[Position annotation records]
+ + + + +
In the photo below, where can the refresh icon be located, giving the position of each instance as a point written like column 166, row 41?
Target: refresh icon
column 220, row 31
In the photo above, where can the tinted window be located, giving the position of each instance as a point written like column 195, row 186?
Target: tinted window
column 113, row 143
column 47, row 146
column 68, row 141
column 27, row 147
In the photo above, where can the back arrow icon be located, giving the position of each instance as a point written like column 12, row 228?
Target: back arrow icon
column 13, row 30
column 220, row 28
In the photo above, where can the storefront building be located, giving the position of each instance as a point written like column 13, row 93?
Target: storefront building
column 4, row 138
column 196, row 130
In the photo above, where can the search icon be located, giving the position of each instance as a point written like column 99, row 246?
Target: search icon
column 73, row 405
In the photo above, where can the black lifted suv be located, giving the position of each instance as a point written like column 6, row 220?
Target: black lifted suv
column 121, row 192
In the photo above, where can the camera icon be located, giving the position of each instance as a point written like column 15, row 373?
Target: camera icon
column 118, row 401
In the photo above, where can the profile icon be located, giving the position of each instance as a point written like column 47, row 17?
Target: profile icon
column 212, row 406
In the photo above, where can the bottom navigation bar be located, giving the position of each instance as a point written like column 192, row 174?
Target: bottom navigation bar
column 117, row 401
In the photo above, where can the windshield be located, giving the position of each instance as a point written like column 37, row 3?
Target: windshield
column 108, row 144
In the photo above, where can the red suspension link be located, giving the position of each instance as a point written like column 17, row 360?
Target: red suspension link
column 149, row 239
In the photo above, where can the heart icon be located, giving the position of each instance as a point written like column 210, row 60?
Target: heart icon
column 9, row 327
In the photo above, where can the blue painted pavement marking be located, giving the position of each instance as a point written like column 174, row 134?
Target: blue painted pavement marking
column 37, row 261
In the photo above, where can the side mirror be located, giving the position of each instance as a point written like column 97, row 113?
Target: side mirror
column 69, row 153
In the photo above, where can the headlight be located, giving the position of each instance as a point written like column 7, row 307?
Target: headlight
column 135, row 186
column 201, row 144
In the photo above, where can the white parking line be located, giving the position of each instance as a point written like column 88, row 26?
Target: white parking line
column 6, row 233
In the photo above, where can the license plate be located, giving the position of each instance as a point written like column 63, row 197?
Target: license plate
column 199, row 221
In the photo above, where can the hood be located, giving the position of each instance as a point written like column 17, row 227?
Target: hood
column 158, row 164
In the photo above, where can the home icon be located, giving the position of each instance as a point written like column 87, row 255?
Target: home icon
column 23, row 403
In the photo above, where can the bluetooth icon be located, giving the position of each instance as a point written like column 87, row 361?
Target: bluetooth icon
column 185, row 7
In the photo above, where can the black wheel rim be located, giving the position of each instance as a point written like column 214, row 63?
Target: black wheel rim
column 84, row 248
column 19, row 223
+ + + + +
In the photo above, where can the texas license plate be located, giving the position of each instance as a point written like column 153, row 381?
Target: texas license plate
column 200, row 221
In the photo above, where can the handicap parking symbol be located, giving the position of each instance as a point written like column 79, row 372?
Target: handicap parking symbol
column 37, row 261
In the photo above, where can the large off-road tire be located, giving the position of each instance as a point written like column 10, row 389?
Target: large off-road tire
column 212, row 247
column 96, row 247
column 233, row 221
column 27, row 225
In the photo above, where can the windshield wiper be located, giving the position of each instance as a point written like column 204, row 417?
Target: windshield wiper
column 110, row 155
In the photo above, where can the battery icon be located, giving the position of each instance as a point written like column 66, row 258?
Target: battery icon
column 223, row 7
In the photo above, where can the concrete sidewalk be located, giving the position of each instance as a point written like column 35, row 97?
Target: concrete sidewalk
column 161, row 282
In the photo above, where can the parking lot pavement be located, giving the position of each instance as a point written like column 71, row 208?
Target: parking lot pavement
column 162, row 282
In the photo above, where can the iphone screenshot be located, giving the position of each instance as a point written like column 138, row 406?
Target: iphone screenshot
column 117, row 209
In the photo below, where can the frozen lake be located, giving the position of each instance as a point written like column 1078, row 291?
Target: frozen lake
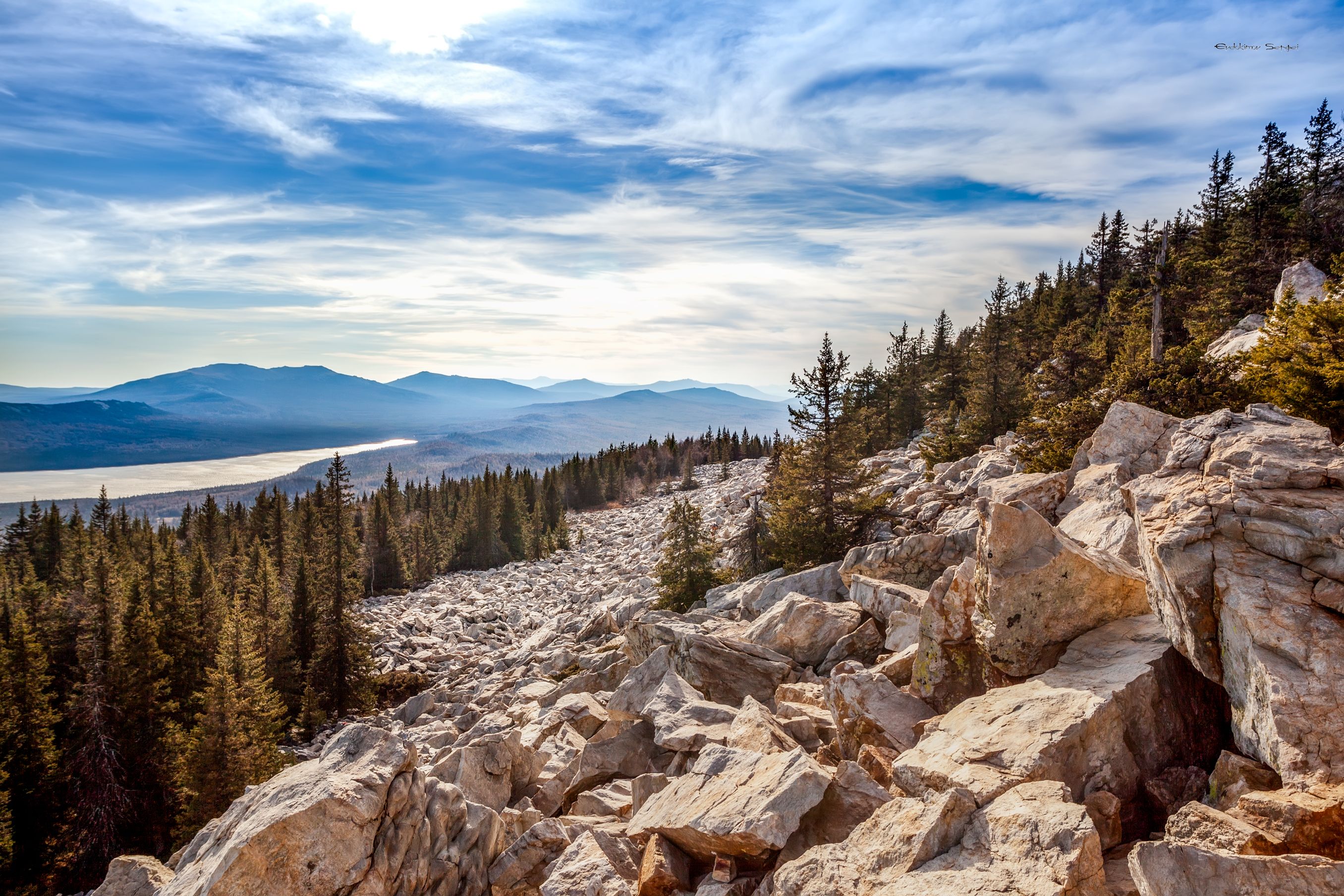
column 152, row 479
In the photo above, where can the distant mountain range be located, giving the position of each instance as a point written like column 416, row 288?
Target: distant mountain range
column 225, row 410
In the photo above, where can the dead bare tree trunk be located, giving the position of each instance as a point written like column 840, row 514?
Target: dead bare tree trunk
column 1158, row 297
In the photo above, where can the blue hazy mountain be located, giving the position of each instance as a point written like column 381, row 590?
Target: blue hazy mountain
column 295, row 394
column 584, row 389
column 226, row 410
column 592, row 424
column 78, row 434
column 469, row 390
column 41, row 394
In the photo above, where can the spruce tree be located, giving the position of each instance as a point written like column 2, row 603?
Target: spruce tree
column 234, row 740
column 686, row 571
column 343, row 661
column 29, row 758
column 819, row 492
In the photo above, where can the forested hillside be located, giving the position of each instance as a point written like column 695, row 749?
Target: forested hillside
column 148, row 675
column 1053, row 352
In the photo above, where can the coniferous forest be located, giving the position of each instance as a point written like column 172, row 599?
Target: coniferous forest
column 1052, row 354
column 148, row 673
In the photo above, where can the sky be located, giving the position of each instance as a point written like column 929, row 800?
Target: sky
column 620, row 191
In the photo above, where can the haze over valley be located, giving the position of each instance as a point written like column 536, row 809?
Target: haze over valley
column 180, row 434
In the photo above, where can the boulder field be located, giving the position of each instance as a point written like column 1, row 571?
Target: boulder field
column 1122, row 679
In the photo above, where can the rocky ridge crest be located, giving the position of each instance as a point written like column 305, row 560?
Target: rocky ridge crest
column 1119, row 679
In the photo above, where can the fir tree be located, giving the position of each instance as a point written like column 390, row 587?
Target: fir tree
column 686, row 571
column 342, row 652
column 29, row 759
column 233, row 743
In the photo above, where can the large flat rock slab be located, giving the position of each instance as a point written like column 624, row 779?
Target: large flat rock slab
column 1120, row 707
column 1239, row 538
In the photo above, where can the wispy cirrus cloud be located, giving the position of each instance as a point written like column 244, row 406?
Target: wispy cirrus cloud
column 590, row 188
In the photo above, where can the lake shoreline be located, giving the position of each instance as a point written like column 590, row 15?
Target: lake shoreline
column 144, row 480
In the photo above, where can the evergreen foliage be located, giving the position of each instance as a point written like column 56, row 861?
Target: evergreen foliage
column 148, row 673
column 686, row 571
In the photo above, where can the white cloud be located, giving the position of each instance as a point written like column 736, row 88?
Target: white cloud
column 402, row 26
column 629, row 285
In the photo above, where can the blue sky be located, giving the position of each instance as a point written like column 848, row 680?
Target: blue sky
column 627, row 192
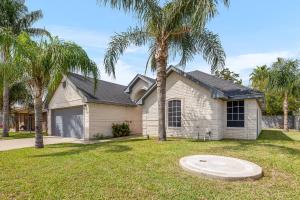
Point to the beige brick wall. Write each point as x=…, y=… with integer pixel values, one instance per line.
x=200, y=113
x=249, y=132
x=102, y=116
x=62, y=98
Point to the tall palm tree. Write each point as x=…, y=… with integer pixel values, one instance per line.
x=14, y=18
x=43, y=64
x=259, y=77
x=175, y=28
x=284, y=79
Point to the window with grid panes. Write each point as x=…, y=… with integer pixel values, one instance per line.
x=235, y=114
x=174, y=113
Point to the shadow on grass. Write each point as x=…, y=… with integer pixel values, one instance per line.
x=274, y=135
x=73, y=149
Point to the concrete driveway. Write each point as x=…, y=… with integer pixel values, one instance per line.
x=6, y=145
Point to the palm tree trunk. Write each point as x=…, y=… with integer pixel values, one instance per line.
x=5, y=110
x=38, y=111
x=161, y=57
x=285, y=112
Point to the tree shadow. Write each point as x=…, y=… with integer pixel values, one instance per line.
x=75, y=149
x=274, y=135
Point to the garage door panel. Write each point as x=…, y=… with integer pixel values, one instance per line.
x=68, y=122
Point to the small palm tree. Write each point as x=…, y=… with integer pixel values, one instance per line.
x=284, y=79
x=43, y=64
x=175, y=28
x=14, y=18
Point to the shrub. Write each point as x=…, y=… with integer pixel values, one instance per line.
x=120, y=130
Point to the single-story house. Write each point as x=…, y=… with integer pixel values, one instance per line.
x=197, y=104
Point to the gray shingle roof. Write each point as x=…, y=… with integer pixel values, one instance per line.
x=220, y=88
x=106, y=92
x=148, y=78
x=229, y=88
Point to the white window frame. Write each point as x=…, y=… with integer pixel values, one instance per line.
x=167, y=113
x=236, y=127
+ + + + +
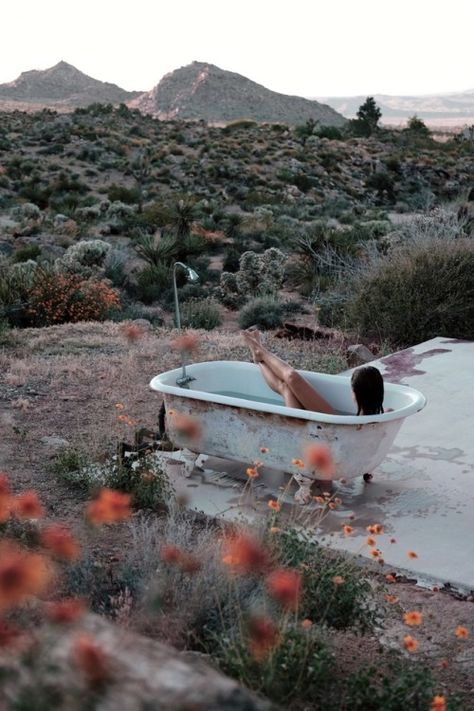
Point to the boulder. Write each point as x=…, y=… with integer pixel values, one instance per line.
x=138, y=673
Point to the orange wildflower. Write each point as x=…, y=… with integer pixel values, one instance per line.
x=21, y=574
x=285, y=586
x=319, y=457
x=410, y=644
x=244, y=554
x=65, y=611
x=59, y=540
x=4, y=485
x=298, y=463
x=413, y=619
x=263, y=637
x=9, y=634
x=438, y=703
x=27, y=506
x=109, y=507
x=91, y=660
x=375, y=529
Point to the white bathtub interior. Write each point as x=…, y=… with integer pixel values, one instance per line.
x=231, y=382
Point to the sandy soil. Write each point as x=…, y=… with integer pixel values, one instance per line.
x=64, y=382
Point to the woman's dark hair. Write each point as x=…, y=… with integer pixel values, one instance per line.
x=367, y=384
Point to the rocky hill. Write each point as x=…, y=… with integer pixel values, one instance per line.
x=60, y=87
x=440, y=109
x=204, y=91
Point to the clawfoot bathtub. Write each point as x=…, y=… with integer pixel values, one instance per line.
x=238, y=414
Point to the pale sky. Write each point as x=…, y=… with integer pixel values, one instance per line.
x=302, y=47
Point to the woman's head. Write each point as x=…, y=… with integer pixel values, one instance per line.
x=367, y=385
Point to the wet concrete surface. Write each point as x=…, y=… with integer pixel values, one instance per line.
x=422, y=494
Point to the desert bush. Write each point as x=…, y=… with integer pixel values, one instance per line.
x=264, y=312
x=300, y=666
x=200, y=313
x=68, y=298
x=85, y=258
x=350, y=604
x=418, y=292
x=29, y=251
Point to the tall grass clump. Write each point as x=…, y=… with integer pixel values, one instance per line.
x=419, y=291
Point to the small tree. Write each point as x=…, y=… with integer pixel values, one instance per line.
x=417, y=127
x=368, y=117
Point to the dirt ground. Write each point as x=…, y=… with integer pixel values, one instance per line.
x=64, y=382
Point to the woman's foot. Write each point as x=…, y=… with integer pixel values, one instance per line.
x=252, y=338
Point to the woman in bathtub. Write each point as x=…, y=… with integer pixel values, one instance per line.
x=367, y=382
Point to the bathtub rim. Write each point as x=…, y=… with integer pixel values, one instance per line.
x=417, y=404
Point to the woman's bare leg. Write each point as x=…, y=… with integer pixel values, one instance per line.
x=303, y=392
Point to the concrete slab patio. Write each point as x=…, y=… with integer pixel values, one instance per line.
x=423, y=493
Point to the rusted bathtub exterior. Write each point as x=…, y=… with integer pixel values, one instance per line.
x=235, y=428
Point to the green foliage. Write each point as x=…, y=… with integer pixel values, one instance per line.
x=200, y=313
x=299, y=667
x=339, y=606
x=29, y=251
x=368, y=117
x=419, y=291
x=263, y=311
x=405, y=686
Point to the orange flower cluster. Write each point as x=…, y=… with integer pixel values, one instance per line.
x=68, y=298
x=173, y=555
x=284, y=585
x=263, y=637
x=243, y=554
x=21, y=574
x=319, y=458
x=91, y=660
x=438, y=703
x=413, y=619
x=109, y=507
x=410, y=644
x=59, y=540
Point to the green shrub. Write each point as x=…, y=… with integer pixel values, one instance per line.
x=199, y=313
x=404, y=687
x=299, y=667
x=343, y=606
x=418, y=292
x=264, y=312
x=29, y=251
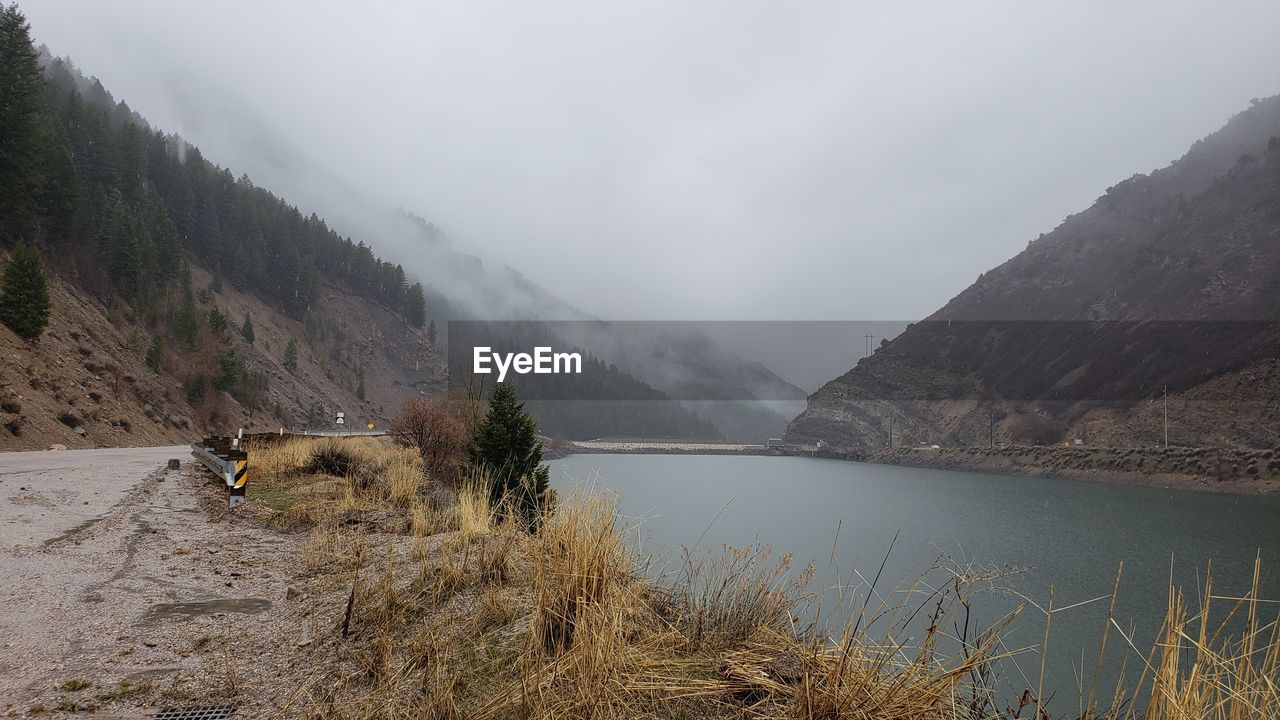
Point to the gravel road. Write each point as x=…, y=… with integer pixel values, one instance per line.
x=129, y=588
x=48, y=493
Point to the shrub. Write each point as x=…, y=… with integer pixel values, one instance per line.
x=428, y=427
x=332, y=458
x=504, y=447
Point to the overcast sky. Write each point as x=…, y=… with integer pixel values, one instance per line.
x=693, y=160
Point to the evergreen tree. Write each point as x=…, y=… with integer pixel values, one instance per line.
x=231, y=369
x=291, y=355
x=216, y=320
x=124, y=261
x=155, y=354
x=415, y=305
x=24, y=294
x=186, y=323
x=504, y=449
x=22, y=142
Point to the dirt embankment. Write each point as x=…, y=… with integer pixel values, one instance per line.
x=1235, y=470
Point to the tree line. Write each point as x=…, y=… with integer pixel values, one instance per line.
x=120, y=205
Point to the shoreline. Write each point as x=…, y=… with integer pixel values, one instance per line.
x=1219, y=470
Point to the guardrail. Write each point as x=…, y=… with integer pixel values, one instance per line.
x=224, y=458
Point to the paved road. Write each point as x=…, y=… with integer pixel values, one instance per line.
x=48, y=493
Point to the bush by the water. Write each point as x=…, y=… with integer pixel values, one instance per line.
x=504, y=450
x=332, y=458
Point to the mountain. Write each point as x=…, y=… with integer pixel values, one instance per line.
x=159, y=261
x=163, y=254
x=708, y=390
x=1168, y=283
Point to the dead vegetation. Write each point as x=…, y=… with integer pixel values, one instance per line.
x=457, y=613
+ + + + +
== WHAT YOU HAVE TO DO ==
Please rewrite the lines from the one containing "In the photo above, where can the bottom" up to and including the one containing "column 69, row 153", changing "windshield" to "windscreen" and keeping everything else the same. Give only those lines.

== RESULT OF THIS TASK ==
In the photo above, where can the bottom navigation bar be located, giving the position of each instance as a point written like column 192, row 174?
Target: bottom navigation bar
column 117, row 401
In the photo above, where can the windscreen be located, giving the position of each instance as a point written like column 37, row 3?
Target: windscreen
column 108, row 144
In the photo above, where can the red suspension link be located, giving the position of each instance as a point written like column 17, row 360?
Target: red suspension link
column 149, row 239
In the photo above, where can the heart icon be located, giving the position of each instance as a point written like column 210, row 60?
Target: heart icon
column 9, row 327
In the photo above, where can the blue painted pavement marking be located, giving the position of each instance as a point written like column 174, row 134?
Target: blue painted pavement marking
column 37, row 261
In the photo above, where can the side mirror be located, giving the position of each instance as a point written like column 97, row 113?
Target: side mirror
column 69, row 153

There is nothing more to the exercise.